Data drawn from a collection
——

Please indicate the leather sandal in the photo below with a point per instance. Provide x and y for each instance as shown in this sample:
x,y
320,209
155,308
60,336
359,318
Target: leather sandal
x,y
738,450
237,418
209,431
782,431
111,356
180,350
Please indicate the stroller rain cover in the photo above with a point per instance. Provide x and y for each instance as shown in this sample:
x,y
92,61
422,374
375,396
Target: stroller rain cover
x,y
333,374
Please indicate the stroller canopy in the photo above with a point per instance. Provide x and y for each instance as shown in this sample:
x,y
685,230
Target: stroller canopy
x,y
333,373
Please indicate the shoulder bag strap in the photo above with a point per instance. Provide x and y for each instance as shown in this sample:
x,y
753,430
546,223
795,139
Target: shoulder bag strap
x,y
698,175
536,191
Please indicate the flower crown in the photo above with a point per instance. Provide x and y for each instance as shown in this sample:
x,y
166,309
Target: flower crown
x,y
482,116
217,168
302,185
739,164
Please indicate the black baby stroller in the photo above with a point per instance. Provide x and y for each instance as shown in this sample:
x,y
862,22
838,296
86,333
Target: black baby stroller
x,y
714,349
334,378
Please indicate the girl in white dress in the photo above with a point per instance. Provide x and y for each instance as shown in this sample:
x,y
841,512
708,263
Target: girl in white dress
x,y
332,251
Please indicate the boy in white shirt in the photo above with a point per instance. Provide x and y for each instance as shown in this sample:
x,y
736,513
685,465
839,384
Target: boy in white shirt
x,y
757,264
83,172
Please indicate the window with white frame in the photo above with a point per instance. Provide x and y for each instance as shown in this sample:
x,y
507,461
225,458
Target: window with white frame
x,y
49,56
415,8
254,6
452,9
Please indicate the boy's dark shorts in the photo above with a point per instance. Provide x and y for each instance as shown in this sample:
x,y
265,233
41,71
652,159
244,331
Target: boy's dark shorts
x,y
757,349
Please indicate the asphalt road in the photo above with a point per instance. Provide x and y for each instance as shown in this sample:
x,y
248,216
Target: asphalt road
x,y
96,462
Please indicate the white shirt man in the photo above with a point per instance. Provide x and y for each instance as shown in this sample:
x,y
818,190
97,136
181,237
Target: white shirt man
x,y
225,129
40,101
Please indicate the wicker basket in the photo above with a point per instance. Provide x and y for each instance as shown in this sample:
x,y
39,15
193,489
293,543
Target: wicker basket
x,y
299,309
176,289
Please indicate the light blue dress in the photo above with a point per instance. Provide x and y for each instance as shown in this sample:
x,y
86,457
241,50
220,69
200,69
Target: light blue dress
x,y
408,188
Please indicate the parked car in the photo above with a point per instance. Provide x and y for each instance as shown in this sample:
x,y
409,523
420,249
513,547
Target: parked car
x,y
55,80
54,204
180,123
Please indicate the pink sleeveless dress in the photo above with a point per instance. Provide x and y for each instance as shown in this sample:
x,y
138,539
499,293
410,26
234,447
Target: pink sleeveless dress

——

• Given instruction: Edit the listing from the line that contains "Please indicate the pink" through the end of the listing, replacing "sleeveless" with "strapless" and leaving everything else unchanged.

• Answer in full:
Please indicate the pink strapless dress in the photo above with a point per instance. Provide x and y for each instance as shown in this sample:
x,y
138,539
499,293
410,26
234,447
Target: pink strapless dress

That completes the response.